TO DO:
Each of the entries below needs to be given again exactly.

--------

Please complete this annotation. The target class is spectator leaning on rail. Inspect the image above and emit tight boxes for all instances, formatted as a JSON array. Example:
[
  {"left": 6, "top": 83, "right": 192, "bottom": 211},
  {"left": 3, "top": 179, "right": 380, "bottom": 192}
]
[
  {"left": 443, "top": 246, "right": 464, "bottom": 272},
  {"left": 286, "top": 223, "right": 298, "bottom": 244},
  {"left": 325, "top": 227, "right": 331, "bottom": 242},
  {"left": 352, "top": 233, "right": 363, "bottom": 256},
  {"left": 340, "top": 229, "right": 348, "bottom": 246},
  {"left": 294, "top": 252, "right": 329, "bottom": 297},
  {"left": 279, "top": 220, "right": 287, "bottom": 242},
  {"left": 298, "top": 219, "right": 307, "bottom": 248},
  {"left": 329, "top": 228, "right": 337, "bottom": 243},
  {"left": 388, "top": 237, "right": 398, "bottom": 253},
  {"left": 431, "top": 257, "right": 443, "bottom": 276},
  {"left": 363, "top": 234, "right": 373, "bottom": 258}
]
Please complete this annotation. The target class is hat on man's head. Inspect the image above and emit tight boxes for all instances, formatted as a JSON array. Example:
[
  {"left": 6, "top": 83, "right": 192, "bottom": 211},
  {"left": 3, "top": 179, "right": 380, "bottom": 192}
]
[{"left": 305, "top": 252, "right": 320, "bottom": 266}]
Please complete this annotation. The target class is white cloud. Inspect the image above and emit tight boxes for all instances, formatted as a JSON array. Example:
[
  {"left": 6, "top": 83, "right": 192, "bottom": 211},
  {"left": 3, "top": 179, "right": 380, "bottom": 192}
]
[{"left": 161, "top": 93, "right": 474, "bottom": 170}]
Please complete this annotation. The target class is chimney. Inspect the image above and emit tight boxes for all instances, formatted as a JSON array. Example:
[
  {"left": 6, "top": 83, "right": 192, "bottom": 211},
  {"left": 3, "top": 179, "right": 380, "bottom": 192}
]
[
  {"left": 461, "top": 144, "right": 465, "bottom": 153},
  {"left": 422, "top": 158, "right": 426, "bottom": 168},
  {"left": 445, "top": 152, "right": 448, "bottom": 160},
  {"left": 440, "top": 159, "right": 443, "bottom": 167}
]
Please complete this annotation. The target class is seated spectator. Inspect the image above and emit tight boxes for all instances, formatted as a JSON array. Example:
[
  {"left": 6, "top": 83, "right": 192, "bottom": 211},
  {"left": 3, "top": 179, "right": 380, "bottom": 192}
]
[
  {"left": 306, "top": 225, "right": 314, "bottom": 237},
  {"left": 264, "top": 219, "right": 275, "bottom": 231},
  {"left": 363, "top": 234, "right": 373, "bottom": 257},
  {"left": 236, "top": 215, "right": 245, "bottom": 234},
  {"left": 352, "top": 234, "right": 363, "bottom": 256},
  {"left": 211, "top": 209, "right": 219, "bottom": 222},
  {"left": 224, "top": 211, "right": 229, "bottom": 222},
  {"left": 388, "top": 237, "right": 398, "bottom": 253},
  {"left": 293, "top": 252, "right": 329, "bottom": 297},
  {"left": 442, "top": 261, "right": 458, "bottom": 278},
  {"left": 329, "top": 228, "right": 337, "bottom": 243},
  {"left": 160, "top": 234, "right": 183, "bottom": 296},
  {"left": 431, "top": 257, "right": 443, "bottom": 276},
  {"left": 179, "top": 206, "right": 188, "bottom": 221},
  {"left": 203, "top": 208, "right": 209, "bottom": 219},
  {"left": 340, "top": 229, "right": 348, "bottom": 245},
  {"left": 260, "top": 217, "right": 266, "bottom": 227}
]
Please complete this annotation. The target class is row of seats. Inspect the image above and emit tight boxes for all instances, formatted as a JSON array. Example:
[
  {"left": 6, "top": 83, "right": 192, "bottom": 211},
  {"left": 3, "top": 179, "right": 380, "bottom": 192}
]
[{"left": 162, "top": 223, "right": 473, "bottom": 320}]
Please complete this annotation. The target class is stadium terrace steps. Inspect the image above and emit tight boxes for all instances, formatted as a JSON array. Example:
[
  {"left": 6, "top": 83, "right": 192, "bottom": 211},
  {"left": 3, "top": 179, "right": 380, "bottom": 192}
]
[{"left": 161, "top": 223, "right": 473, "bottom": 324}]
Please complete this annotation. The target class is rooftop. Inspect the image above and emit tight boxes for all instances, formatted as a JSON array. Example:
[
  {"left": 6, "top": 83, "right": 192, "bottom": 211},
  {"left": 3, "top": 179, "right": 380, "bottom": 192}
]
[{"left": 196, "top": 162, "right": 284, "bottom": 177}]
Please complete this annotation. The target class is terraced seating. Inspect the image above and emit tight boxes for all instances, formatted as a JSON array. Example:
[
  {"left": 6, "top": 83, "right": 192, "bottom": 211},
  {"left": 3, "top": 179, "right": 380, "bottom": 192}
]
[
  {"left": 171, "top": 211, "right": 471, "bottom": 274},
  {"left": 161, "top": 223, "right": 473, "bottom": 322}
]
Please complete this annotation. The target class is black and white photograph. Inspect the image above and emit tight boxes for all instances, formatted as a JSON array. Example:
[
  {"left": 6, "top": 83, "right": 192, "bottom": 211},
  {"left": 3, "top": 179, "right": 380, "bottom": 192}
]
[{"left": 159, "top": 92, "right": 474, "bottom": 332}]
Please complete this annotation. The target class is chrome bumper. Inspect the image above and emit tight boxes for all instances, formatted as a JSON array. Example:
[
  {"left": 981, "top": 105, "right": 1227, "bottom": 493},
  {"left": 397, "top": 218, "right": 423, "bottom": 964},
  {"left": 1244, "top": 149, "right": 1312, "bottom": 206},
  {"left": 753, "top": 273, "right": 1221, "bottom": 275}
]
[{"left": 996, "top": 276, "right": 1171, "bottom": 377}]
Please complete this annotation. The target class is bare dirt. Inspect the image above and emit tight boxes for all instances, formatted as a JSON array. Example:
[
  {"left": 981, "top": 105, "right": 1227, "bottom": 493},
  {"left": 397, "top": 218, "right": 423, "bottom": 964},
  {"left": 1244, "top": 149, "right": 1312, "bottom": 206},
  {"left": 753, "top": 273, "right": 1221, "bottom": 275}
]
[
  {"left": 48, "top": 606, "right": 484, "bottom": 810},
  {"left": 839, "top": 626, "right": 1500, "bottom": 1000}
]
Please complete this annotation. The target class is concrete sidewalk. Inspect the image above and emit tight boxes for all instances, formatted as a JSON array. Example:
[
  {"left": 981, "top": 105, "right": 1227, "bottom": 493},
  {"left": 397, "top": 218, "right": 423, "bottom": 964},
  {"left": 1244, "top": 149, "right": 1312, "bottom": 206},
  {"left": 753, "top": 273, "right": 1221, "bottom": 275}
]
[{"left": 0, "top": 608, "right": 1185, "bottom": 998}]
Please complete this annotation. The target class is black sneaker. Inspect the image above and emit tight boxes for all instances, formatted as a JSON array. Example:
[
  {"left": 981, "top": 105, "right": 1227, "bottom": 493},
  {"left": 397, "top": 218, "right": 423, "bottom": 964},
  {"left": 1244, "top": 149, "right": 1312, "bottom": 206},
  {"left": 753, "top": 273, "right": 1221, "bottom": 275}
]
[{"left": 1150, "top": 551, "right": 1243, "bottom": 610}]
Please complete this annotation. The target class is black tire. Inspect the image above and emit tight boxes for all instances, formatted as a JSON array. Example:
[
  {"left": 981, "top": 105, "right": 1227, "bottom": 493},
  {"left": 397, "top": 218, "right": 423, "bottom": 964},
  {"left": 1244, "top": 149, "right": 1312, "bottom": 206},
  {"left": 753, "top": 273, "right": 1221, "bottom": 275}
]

--------

EXERCISE SOLUTION:
Please complete this annotation. The target class is spectator leaning on rail. Inspect the image above and emit tight boxes for all instances, formatted as a JSON array. Example:
[
  {"left": 6, "top": 83, "right": 192, "bottom": 211},
  {"left": 3, "top": 179, "right": 380, "bottom": 192}
]
[
  {"left": 443, "top": 246, "right": 464, "bottom": 272},
  {"left": 286, "top": 223, "right": 298, "bottom": 244},
  {"left": 325, "top": 227, "right": 331, "bottom": 242},
  {"left": 352, "top": 233, "right": 363, "bottom": 256},
  {"left": 340, "top": 229, "right": 348, "bottom": 246},
  {"left": 294, "top": 252, "right": 329, "bottom": 297},
  {"left": 279, "top": 220, "right": 287, "bottom": 242},
  {"left": 298, "top": 219, "right": 307, "bottom": 248},
  {"left": 329, "top": 228, "right": 337, "bottom": 243},
  {"left": 388, "top": 237, "right": 398, "bottom": 253},
  {"left": 431, "top": 257, "right": 443, "bottom": 276},
  {"left": 363, "top": 234, "right": 373, "bottom": 258}
]
Please complete this annotation. The target class is hat on man's head. Inspect the image above and emit tight boxes for all instances, formatted as a JSON array. Example:
[
  {"left": 6, "top": 83, "right": 192, "bottom": 211},
  {"left": 3, "top": 179, "right": 380, "bottom": 192}
]
[{"left": 305, "top": 252, "right": 320, "bottom": 266}]
Please complete this annotation. The target class is white cloud. Inspect the image above and emit tight boxes for all instances, formatted as a JSON array. Example:
[
  {"left": 6, "top": 83, "right": 192, "bottom": 211},
  {"left": 3, "top": 179, "right": 380, "bottom": 192}
]
[{"left": 161, "top": 93, "right": 474, "bottom": 170}]
Please complete this annotation. The target class is chimney. Inspect the image above and emit tight boxes for all instances, formatted as a JSON array. Example:
[
  {"left": 6, "top": 83, "right": 192, "bottom": 211},
  {"left": 3, "top": 179, "right": 380, "bottom": 192}
]
[
  {"left": 461, "top": 144, "right": 465, "bottom": 153},
  {"left": 422, "top": 158, "right": 426, "bottom": 168},
  {"left": 445, "top": 152, "right": 448, "bottom": 160},
  {"left": 440, "top": 159, "right": 443, "bottom": 167}
]
Please complete this annotation. The target class is seated spectator. Inspect the image above and emit tight boxes for all instances, formatted as a JSON array. Example:
[
  {"left": 6, "top": 83, "right": 192, "bottom": 211},
  {"left": 3, "top": 179, "right": 380, "bottom": 192}
]
[
  {"left": 306, "top": 225, "right": 314, "bottom": 237},
  {"left": 264, "top": 219, "right": 275, "bottom": 231},
  {"left": 363, "top": 234, "right": 373, "bottom": 257},
  {"left": 236, "top": 215, "right": 245, "bottom": 234},
  {"left": 352, "top": 234, "right": 363, "bottom": 256},
  {"left": 211, "top": 209, "right": 219, "bottom": 222},
  {"left": 224, "top": 211, "right": 229, "bottom": 222},
  {"left": 388, "top": 237, "right": 398, "bottom": 253},
  {"left": 293, "top": 252, "right": 329, "bottom": 297},
  {"left": 442, "top": 261, "right": 458, "bottom": 278},
  {"left": 329, "top": 228, "right": 337, "bottom": 243},
  {"left": 160, "top": 234, "right": 183, "bottom": 296},
  {"left": 431, "top": 257, "right": 443, "bottom": 276},
  {"left": 179, "top": 206, "right": 188, "bottom": 221},
  {"left": 203, "top": 208, "right": 209, "bottom": 219},
  {"left": 340, "top": 229, "right": 348, "bottom": 245},
  {"left": 260, "top": 217, "right": 266, "bottom": 227}
]
Please complete this annotation. The target class is row of seats. Inspect the image above and emit tight boxes for all instances, formatted as a JSON array. Example:
[
  {"left": 6, "top": 83, "right": 192, "bottom": 211},
  {"left": 3, "top": 179, "right": 380, "bottom": 192}
]
[{"left": 162, "top": 223, "right": 473, "bottom": 320}]
Please complete this annotation. The target class is stadium terrace steps. Inspect the image above and emit tight boxes for all instances, formatted as a JSON array. Example:
[
  {"left": 6, "top": 83, "right": 192, "bottom": 211},
  {"left": 3, "top": 179, "right": 380, "bottom": 192}
]
[{"left": 161, "top": 223, "right": 473, "bottom": 324}]
Please complete this annotation. The target class is rooftop. Inspect the image above and emit tight boxes for all instances, formatted as a JSON array. Example:
[
  {"left": 6, "top": 83, "right": 192, "bottom": 211},
  {"left": 3, "top": 179, "right": 380, "bottom": 192}
]
[{"left": 196, "top": 162, "right": 284, "bottom": 177}]
Please complete this annotation. The target class is terraced seating. Inspect the image above and emit tight boxes for all instances, formatted as a JSON array. Example:
[
  {"left": 6, "top": 83, "right": 192, "bottom": 211},
  {"left": 3, "top": 179, "right": 380, "bottom": 192}
]
[
  {"left": 171, "top": 211, "right": 471, "bottom": 274},
  {"left": 161, "top": 223, "right": 473, "bottom": 322}
]
Please complete this annotation. The target class is black and white photograph. Inspect the image above and emit tight boxes for all instances, formatted as a JSON array. Example:
[
  {"left": 6, "top": 83, "right": 192, "bottom": 211},
  {"left": 3, "top": 179, "right": 380, "bottom": 192}
]
[{"left": 159, "top": 92, "right": 474, "bottom": 332}]
Please complete this annotation. The target class is chrome bumper. Inspect the image above and emit tight boxes for all instances, formatted as a JSON array. Example:
[
  {"left": 981, "top": 105, "right": 1227, "bottom": 493},
  {"left": 397, "top": 218, "right": 423, "bottom": 964},
  {"left": 1244, "top": 149, "right": 1312, "bottom": 206},
  {"left": 753, "top": 273, "right": 1221, "bottom": 275}
]
[{"left": 996, "top": 276, "right": 1171, "bottom": 377}]
Please complete this annotation. The target class is bare dirt. Inspect the image above and emit tight boxes for all instances, formatted as a JSON array. Example:
[
  {"left": 981, "top": 105, "right": 1227, "bottom": 493},
  {"left": 397, "top": 218, "right": 423, "bottom": 964},
  {"left": 1244, "top": 149, "right": 1312, "bottom": 206},
  {"left": 753, "top": 273, "right": 1221, "bottom": 275}
]
[
  {"left": 48, "top": 606, "right": 484, "bottom": 810},
  {"left": 839, "top": 626, "right": 1500, "bottom": 1000}
]
Please complete this annotation. The target class is concrete sidewalk. Inspect the image above and emit tight boxes for all instances, formatted as a JSON array. Example:
[
  {"left": 981, "top": 105, "right": 1227, "bottom": 493},
  {"left": 397, "top": 218, "right": 423, "bottom": 964},
  {"left": 1244, "top": 149, "right": 1312, "bottom": 206},
  {"left": 753, "top": 273, "right": 1221, "bottom": 275}
]
[{"left": 0, "top": 608, "right": 1185, "bottom": 998}]
Please complete this annotation. The target class is black sneaker. Inspect the image above and emit tight boxes for all instances, formatted as a JSON array. Example:
[
  {"left": 981, "top": 105, "right": 1227, "bottom": 493},
  {"left": 397, "top": 218, "right": 423, "bottom": 964},
  {"left": 1244, "top": 149, "right": 1312, "bottom": 206},
  {"left": 753, "top": 273, "right": 1221, "bottom": 275}
]
[{"left": 1150, "top": 551, "right": 1243, "bottom": 610}]
Please complete this annotation. The target class is black tire. Inspect the image above and emit tight boxes for all instances, formatted as a JSON array. Example:
[
  {"left": 981, "top": 105, "right": 1227, "bottom": 493},
  {"left": 397, "top": 218, "right": 423, "bottom": 964},
  {"left": 1244, "top": 149, "right": 1312, "bottom": 206},
  {"left": 753, "top": 273, "right": 1221, "bottom": 275}
]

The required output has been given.